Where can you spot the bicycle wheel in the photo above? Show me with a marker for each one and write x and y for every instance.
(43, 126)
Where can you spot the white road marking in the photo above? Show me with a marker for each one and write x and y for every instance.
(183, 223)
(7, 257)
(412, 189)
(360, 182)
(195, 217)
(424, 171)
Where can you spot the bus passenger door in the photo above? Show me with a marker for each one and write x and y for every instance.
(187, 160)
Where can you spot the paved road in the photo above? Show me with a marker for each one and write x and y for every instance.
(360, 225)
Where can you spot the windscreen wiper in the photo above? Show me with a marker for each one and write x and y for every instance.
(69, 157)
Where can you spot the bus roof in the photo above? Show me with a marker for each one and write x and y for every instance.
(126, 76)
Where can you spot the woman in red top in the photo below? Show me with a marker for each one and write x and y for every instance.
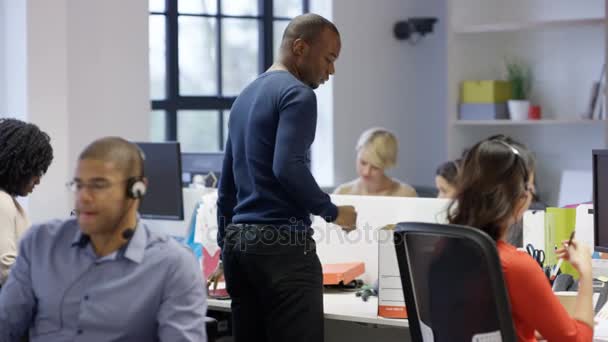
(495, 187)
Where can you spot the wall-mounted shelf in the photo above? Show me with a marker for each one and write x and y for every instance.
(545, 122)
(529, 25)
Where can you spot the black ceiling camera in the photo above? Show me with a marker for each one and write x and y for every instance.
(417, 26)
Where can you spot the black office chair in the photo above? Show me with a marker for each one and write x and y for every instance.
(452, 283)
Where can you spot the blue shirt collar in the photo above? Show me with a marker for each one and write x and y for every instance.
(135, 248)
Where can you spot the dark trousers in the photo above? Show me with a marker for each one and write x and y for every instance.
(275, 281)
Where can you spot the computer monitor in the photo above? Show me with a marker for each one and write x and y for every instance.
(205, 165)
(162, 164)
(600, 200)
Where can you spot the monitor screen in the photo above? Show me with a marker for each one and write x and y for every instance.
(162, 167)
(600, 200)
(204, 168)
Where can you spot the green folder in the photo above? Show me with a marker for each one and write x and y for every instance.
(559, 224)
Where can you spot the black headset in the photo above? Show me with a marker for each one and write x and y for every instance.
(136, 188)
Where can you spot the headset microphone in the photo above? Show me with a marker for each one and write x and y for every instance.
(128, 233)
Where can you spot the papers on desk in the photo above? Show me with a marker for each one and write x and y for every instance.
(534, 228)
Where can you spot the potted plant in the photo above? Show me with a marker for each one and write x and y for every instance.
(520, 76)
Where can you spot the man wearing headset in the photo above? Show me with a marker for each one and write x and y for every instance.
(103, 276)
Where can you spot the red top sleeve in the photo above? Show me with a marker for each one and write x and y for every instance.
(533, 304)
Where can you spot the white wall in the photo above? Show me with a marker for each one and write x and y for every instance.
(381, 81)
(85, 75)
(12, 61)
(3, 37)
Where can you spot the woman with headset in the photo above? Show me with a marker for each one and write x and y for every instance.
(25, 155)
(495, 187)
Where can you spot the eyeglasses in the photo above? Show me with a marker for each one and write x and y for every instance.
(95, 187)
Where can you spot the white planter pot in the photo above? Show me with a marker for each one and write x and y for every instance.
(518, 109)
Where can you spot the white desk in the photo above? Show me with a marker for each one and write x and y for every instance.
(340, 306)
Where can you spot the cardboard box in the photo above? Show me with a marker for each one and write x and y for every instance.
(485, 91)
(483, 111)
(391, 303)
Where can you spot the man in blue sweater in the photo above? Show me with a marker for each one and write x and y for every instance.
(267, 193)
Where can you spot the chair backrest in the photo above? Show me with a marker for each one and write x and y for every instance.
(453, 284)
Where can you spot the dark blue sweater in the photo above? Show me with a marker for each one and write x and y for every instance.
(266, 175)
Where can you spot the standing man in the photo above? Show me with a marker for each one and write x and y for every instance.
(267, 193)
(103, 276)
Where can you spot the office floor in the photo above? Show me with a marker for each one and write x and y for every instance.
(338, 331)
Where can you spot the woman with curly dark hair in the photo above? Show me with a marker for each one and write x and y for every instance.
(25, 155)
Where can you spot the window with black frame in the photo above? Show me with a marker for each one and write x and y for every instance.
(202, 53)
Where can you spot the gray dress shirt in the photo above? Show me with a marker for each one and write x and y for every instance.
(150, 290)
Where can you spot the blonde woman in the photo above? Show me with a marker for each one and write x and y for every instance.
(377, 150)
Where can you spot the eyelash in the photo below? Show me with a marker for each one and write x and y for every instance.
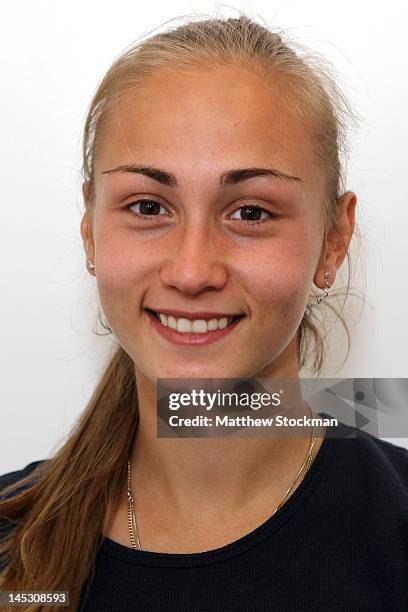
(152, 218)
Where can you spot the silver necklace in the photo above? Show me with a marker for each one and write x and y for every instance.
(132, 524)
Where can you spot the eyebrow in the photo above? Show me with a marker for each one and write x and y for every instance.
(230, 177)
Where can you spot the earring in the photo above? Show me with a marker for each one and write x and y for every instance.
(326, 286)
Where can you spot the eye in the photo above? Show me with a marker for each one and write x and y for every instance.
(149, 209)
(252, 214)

## Task item:
With the entries above as the source, set down exactly the lines from the one holding "Where can you spot the eyebrow" through the last line, both ends included.

## Exercise output:
Where can you spot the eyebrow in the photo above? Show me with a marker for each one and write x and y for every instance.
(230, 177)
Where can you spot the earring in the photo above? Show me with a marker for each one and write x and y for every instance.
(326, 286)
Where can you spot the eye in the photo above? Show me with a marker for each one and write x and y for every instance.
(149, 209)
(252, 214)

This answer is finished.